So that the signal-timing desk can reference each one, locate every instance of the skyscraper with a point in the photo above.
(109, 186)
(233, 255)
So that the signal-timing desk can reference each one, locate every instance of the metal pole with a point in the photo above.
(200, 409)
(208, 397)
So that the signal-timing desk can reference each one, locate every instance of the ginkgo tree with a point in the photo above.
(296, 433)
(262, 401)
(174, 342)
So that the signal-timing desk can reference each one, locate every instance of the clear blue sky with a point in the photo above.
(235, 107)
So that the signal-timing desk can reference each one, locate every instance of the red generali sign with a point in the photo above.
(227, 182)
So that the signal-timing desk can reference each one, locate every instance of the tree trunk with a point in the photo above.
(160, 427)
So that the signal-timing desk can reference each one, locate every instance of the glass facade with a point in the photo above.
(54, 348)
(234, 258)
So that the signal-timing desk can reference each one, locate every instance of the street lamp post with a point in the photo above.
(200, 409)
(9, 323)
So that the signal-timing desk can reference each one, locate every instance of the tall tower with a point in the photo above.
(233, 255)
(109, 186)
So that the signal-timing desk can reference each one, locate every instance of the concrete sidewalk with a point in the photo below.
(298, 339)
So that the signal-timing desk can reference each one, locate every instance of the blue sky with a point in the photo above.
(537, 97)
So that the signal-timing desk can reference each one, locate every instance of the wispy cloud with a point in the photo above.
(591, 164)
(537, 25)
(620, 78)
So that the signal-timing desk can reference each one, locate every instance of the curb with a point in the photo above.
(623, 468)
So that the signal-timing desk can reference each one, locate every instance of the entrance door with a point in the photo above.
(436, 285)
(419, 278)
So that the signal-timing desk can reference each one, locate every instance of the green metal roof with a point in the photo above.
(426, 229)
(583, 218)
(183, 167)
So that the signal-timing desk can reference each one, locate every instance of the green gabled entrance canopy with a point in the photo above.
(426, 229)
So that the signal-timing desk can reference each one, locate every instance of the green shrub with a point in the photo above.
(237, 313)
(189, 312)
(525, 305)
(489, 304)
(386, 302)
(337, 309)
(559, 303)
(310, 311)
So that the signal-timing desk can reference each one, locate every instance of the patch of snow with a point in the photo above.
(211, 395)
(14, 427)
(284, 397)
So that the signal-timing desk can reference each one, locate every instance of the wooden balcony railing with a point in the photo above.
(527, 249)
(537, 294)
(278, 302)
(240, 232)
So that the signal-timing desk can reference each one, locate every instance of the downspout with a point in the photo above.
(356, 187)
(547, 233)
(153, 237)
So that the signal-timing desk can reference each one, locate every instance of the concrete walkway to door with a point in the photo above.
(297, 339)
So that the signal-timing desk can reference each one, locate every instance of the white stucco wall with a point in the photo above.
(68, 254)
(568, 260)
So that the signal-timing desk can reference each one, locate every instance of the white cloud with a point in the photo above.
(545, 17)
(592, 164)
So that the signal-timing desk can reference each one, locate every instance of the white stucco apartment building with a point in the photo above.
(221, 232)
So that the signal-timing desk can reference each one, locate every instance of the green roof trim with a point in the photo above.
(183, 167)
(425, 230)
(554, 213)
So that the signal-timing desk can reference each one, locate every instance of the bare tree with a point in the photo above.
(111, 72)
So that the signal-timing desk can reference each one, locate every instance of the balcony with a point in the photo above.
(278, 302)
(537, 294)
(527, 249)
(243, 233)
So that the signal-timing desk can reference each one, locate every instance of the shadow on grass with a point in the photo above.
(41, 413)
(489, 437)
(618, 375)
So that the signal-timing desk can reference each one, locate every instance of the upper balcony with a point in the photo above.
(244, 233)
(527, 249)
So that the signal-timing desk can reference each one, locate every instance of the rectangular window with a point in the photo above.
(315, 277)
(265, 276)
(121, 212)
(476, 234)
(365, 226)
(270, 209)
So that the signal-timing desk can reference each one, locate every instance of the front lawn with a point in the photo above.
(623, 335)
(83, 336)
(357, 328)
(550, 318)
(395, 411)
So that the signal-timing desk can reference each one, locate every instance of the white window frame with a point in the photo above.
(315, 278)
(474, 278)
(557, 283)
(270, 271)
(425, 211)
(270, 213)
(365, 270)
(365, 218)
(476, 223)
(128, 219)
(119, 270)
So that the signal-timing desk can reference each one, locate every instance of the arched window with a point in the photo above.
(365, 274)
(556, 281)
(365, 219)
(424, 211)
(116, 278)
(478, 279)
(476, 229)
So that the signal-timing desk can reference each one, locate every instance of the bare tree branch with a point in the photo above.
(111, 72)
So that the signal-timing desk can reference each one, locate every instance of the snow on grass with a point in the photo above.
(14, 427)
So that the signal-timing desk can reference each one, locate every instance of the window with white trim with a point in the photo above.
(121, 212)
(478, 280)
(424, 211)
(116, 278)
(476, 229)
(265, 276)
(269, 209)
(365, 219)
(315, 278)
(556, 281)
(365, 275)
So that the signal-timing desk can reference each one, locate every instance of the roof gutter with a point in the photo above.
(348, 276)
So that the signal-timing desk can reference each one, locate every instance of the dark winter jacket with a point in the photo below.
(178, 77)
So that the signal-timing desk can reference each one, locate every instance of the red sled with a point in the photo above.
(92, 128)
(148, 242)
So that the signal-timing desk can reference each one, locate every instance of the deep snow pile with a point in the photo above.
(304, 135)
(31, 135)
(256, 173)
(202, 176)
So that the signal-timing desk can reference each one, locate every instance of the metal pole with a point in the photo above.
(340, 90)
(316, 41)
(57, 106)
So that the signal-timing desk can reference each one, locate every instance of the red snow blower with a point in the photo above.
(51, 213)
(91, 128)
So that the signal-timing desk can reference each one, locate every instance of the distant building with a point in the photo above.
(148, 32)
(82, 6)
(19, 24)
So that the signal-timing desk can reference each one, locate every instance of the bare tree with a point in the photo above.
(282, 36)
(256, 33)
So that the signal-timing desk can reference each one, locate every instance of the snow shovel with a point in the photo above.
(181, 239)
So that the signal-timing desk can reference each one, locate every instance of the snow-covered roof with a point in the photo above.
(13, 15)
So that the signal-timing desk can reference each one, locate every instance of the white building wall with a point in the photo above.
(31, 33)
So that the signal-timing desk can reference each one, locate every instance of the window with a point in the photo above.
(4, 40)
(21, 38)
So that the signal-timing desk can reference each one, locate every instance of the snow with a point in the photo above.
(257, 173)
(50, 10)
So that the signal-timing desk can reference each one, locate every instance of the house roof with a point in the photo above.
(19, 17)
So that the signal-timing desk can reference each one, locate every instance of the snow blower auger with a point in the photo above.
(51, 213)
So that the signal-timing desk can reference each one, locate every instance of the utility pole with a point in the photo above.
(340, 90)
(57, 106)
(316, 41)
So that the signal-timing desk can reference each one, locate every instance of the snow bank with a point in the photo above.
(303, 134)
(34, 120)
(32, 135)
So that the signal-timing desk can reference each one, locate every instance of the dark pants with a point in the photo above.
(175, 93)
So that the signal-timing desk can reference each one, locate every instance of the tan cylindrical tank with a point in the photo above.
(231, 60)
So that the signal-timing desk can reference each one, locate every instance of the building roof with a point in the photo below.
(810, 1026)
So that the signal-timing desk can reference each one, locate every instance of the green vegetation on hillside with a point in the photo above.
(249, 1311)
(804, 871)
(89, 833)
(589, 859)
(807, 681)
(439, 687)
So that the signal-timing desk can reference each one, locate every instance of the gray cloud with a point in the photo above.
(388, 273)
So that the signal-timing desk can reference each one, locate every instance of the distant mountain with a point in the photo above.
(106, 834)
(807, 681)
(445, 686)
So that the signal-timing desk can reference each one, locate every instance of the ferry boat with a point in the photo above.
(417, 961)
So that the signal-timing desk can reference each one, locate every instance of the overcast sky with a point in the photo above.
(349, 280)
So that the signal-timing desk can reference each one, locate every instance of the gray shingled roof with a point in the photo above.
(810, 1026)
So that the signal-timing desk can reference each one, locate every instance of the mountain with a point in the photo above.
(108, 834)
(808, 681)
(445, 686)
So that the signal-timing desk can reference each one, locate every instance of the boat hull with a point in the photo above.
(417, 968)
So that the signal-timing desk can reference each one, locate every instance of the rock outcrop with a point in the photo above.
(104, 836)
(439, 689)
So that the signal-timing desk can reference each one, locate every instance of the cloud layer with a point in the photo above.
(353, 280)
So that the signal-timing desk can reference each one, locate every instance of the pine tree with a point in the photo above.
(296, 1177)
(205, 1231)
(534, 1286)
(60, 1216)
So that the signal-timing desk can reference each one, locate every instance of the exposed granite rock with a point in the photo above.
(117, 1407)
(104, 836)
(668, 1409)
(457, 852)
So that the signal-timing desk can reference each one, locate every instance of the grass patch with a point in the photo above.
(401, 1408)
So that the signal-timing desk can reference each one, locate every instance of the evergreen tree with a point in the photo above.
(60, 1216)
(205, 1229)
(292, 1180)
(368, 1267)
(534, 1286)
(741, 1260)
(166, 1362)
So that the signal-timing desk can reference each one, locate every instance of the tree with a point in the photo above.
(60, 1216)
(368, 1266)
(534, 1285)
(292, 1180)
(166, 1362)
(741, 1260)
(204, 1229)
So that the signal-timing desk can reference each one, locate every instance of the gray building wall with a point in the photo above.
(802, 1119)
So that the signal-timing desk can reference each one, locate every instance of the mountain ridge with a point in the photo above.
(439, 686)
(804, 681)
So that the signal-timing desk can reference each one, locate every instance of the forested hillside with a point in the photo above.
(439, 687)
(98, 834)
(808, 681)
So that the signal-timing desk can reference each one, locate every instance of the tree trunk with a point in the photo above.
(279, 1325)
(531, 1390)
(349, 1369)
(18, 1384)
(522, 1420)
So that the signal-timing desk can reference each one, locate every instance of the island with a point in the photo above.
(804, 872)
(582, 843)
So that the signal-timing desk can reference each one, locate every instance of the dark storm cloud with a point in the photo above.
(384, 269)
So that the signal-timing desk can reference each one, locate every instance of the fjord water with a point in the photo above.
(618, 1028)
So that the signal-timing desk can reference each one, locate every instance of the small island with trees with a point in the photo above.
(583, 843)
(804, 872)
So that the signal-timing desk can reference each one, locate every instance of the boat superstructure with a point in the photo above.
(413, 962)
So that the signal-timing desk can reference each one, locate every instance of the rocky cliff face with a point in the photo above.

+--

Short exercise —
Give the lines from the one containing "water with a point in the photo above." through the end of the entries again, exactly as written and with no other lines.

Exercise answer —
So that the signal-timing desk can reference each one, locate every instance of the fjord water with a point in the photo above.
(618, 1028)
So that the signal-timing desk can reference each one, locate every instance of the small island with trees with a point in the photo above.
(583, 843)
(804, 872)
So that the signal-timing desk can reference each one, locate every instance of the boat superstructure with a point in the photo above.
(413, 962)
So that the signal-timing desk can reference each one, locate every instance of the rocky cliff face with a point in the photo above.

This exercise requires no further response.